From: Júlio Hoffimann
Subject: Re: How about an easter egg?
Date: Tue, 16 Aug 2011 09:15:41 -0300

Hi Jordi, hi all,

What i think is great for both, serious and fun mode, is something like the `import this` command in Python, this is the output for reference:

Beautiful is better than ugly.
Explicit is better than implicit.
Simple is better than complex.
Complex is better than complicated.
Flat is better than nested.
Sparse is better than dense.
Readability counts.
Special cases aren't special enough to break the rules.
Although practicality beats purity.
Errors should never pass silently.
Unless explicitly silenced.
In the face of ambiguity, refuse the temptation to guess.
There should be one-- and preferably only one --obvious way to do it.
Although that way may not be obvious at first unless you're Dutch.
Now is better than never.
Although never is often better than *right* now.
If the implementation is hard to explain, it's a bad idea.
If the implementation is easy to explain, it may be a good idea.
Namespaces are one honking great idea -- let's do more of those!

It's a cool joke and also teaches good practices in using the language. :-)

What do you think?

Regards,
Júlio.

━━━━━━━━━━━━━━━━

- _GIVEN TASK 1_:
In the easter egg email, which Python command does the writer propose as a model?
- _GIVEN TASK 2_:
Pick up the easter egg email after its last line and keep writing it.

- _RAW RECORDS_:
━━━━━━━━━━━━━━━━

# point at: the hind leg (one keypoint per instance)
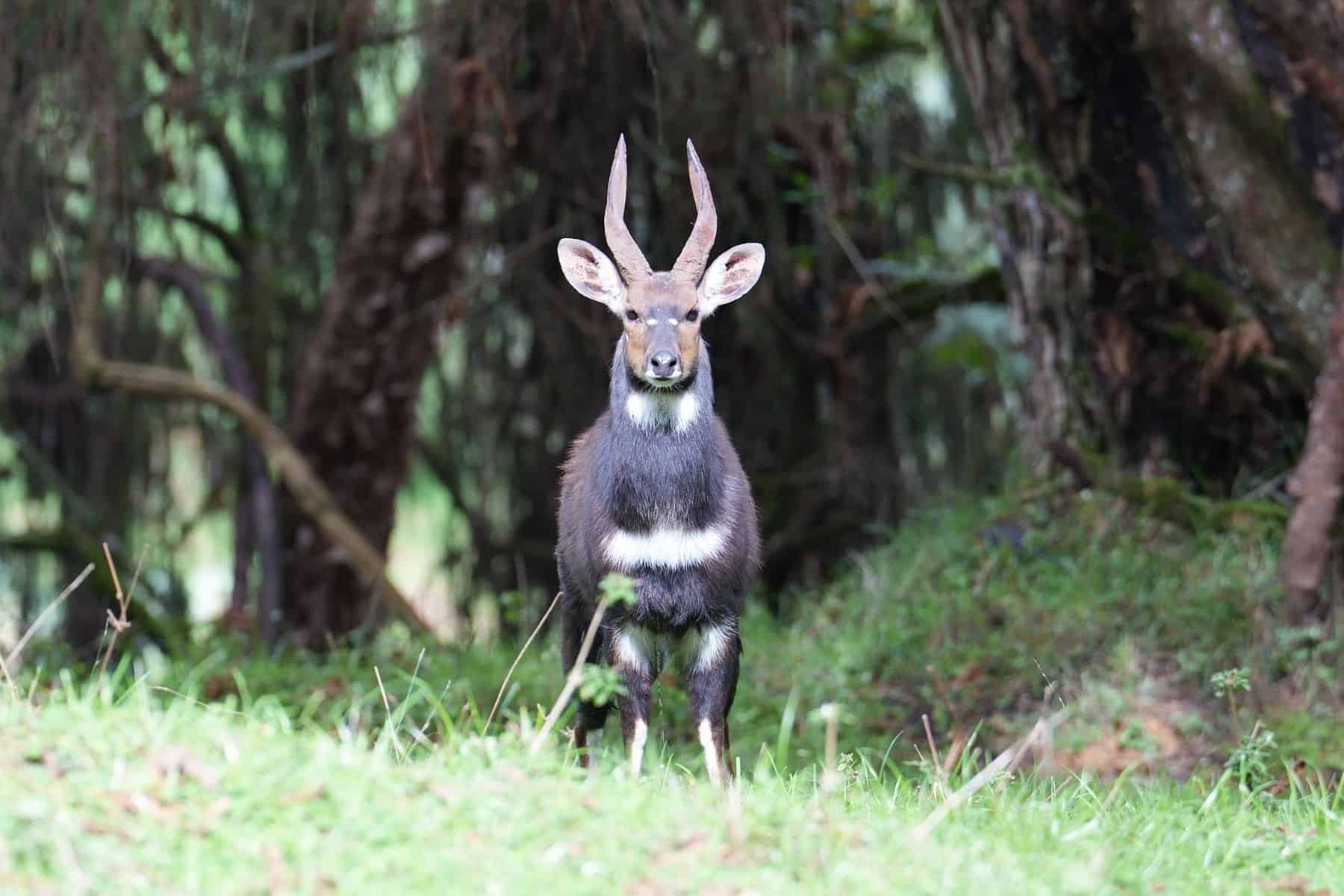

━━━━━━━━━━━━━━━━

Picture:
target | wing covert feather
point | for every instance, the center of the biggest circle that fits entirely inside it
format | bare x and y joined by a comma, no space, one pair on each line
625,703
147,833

━━━━━━━━━━━━━━━━

- _TASK RESULT 1_:
The `import this` command.

- _TASK RESULT 2_:
2011/8/16 Jordi Gutiérrez Hermoso <address@hidden>
I know Octave is serious business, but... I've been wanting an easter
egg somewhere.

Can we have some good-humoured fun somewhere in the code without
upsetting anyone? I was thinking some of these are quite funny, and we
could put them into a "fact" command:

    http://stallmanfacts.com/

Some are redundant, some are dumb, some might be offensive, but I
think plenty are good-natured and we could use those. I like these,
for example:

    http://stallmanfacts.com/view/60
    http://stallmanfacts.com/view/135
    http://stallmanfacts.com/view/55
    http://stallmanfacts.com/view/7
    http://stallmanfacts.com/view/118
    http://stallmanfacts.com/view/2
    http://stallmanfacts.com/view/44
    http://stallmanfacts.com/view/207
    http://stallmanfacts.com/view/18

Users might then actually accidentally discover the fact command when
they are looking for the factorial or the factor functions. So it
would be an actual easter egg.

Or is any deviation from serious business just a bad idea?

- Jordi G. H.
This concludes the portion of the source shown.